■ Bloc de texte:
/---

La Vie insupportable
La vie insupportable, comme une cagoule qui gratte, un robinet qui fuit, une alarme qui n’en finit pas de sonner. La vie un casting de trop, un énième date, un rêve vendu par un vendeur qui a des insomnies. La vie couché, ni vivant ni mort, la vie comme l’œil fermé des façades des villes, la vie une prière contre le licenciement économique.
Dans les histoires de ce numéro 313, la vie se débat contre l’époque moderne et l’exigence, pour chacun, de s’inventer, de se ré-inventer sans cesse. Libérée des chaînes de la tradition, notre liberté prometteuse s’égare souvent sous les injonctions à la performance et finit par se tordre au sol dans les soubresauts d’un burnout — professionnel, parental, familial, psychologique. Partout, tout le temps, il faut suivre le rythme. Se pose alors la question de savoir qui est le bourreau, quel est son pouvoir réel, et comment lui échapper.

\---

■ Données fournies:

/---

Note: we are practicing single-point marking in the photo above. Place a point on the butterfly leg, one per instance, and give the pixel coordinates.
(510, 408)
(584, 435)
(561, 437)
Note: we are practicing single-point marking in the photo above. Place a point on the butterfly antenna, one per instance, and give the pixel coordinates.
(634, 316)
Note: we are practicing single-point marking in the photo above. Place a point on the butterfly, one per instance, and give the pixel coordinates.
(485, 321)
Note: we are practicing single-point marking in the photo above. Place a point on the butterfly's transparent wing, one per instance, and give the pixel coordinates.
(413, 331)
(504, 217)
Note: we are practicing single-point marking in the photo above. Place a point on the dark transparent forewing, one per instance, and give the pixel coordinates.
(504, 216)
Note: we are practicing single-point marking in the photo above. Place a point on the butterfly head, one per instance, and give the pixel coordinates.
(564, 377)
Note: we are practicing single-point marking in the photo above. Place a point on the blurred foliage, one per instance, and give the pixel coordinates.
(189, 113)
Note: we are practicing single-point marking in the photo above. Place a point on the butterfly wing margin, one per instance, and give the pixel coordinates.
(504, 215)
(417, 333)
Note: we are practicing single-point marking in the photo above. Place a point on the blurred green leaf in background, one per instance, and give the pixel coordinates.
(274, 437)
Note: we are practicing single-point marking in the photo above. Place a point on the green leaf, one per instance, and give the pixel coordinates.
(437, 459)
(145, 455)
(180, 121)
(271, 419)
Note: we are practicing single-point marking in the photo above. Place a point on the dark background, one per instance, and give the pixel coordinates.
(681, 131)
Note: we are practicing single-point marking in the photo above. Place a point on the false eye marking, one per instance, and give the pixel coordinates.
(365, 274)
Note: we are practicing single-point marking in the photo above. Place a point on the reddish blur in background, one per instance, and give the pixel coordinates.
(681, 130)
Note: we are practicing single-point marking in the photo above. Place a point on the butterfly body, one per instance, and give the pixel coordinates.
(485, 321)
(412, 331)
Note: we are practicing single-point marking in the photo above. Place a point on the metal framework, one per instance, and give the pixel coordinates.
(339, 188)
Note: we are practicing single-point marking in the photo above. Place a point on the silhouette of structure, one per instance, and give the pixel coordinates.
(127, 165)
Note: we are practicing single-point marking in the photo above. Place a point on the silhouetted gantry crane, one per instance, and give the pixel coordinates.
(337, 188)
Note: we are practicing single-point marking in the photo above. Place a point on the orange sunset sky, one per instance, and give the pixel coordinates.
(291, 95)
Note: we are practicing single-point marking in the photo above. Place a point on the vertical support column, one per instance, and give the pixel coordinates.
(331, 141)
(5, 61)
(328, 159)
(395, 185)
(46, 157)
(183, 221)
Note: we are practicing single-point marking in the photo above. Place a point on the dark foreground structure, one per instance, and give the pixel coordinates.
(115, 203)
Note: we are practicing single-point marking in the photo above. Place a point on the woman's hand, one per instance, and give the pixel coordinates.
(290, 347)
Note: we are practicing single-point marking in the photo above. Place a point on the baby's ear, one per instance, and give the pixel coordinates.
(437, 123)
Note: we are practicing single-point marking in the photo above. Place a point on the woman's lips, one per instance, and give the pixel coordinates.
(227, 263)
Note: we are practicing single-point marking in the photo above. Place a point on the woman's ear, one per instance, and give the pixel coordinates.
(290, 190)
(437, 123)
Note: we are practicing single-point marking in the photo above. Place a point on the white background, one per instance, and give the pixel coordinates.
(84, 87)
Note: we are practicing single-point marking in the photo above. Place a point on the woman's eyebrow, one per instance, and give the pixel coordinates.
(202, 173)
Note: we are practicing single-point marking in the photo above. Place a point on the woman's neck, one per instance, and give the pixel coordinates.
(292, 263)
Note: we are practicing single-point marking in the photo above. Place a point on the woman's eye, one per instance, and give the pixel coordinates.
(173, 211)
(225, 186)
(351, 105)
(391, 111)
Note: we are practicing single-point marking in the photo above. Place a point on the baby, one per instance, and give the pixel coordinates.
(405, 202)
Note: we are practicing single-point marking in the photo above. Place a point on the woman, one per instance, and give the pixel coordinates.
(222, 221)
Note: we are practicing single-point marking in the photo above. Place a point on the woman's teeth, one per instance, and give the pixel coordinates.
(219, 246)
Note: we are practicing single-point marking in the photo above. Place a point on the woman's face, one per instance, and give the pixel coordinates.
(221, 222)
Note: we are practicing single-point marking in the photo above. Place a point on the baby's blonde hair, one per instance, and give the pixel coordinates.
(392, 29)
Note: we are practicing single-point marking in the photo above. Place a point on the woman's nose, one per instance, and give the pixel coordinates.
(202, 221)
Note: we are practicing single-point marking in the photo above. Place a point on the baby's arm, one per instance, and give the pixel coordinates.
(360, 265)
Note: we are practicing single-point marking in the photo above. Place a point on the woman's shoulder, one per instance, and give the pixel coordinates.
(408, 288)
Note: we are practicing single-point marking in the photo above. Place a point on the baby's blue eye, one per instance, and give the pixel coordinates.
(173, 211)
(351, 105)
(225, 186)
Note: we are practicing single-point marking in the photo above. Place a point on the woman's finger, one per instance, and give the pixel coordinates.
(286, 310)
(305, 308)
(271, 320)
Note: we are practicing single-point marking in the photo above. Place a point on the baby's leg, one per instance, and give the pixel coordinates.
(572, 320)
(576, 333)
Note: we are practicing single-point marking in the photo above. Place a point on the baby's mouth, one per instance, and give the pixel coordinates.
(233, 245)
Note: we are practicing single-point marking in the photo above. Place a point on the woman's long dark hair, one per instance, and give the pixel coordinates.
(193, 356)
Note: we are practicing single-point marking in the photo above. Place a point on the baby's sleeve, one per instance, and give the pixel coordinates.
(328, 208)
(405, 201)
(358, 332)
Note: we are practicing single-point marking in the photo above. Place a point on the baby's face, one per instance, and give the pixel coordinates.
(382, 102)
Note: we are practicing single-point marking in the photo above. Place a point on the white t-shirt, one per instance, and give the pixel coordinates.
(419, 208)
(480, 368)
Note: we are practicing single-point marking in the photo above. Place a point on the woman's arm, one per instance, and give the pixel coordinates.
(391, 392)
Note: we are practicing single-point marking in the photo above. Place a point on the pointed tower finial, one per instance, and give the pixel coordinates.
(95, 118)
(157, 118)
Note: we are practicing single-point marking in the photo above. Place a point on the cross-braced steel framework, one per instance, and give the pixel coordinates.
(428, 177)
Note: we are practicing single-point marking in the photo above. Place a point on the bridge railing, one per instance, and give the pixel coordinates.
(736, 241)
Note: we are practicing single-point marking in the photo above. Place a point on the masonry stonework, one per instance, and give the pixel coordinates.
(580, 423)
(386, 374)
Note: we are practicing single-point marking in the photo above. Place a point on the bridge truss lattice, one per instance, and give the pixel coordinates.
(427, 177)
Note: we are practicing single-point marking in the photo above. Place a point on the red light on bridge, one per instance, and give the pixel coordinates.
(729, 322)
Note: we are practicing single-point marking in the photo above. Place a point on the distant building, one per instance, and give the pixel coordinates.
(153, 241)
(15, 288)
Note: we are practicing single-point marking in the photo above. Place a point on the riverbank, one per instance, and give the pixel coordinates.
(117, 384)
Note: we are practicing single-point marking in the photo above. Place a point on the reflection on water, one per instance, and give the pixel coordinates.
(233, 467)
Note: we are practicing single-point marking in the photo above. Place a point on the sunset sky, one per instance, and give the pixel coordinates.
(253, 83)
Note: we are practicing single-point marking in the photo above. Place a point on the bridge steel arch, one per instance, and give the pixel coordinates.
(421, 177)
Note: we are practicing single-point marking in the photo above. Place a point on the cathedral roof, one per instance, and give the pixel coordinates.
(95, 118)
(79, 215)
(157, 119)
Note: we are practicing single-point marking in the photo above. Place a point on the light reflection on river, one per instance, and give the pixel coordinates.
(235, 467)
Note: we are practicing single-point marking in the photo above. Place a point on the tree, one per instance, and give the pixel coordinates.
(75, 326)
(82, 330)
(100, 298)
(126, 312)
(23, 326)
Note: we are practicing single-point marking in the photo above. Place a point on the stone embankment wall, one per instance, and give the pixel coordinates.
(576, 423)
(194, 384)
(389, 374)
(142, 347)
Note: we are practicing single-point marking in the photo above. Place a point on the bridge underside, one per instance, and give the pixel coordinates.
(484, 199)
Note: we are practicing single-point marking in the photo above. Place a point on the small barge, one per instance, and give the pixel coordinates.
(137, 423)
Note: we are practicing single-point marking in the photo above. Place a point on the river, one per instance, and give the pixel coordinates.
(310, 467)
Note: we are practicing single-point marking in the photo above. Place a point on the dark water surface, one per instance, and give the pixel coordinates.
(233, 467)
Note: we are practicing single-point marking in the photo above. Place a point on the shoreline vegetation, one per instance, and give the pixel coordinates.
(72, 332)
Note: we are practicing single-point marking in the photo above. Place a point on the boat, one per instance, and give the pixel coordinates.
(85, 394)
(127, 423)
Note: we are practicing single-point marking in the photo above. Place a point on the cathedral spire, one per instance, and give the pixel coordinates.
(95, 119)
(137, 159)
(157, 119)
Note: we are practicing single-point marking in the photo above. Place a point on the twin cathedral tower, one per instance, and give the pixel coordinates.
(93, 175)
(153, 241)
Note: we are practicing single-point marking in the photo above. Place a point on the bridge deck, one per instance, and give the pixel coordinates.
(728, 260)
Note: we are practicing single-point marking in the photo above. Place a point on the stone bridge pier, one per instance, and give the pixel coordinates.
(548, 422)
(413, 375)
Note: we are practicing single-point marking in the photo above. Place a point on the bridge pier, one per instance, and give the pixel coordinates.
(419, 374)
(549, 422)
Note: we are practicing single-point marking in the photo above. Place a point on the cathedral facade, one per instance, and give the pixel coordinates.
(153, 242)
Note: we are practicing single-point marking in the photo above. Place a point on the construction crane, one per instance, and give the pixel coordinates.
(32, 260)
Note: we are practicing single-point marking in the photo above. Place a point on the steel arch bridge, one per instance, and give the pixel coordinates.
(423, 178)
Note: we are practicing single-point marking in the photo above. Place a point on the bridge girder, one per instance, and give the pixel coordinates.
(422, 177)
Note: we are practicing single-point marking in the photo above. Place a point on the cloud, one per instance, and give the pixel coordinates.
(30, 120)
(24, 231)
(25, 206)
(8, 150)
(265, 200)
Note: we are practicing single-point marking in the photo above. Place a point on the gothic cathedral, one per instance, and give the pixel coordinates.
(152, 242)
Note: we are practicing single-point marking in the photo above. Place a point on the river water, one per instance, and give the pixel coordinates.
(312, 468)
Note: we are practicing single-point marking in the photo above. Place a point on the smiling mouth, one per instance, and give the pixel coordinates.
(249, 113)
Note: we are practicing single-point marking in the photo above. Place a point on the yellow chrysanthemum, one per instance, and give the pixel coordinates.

\---

■ Activités proposées:
[1] Répondez aux questions suivantes sur le texte consacré à la vie insupportable :
(a) Contre quoi la vie est-elle une prière dans le premier paragraphe ?
(b) Quel numéro est mentionné au début du second paragraphe ?
(c) Quelles formes de burnout le second paragraphe énumère-t-il ?
[2] Recopiez fidèlement le passage du texte sur la vie insupportable qui commence par « Dans les histoires » et se termine par « comment lui échapper. ».
[3] Poursuivez le texte sur la vie insupportable à la suite de sa dernière phrase.

■ Réponses aux exercices:
[1]
(a) Contre le licenciement économique.
(b) Le numéro 313.
(c) Professionnel, parental, familial, psychologique.

[2]
Dans les histoires de ce numéro 313, la vie se débat contre l’époque moderne et l’exigence, pour chacun, de s’inventer, de se ré-inventer sans cesse. Libérée des chaînes de la tradition, notre liberté prometteuse s’égare souvent sous les injonctions à la performance et finit par se tordre au sol dans les soubresauts d’un burnout — professionnel, parental, familial, psychologique. Partout, tout le temps, il faut suivre le rythme. Se pose alors la question de savoir qui est le bourreau, quel est son pouvoir réel, et comment lui échapper.

[3]
Il y a ceux qui vous obligent à courir, et donc, à tomber. Souvent au travail. Qui imposent la loi nouvelle de concepts flous, confisquant la parole et le désir. Comment s’échapper quand on doit gagner sa croûte? Les luttes socio-économiques n’ont certes pas pris fin. Et puis, quand on dispose d’une marge de manœuvre, comment échapper à sa propre ambition, à son propre tapis roulant, à sa propre carrière?
La compétition économique a d’ailleurs étendu ses principes bien au-delà du travail, dans tous les domaines de nos existences. La tentation est grande d’adorer détester les mercenaires du bonheur qui fournissent des sens clé-en-main à nos existences, vantant et vendant ce que nous n’avons pas encore acheté, fait, expérimenté, vu, et qui nous apportera, à coup sûr, ce que nous cherchons. Mais que cherchons-nous, au juste? L’un des principes de la compétition est de passer devant l’autre, mais qu’espère-t-on en arrivant tout devant — si l’on ne s’effondre pas en chemin?
Ces combats s’ajoutent à celui de toujours, contre la finitude de notre condition, l’usure du corps, le passage du temps. S’il faut devenir la meilleure version de soi-même dans un temps à la fois inconnu et imparti, comment éviter l’angoisse du contre-la-montre?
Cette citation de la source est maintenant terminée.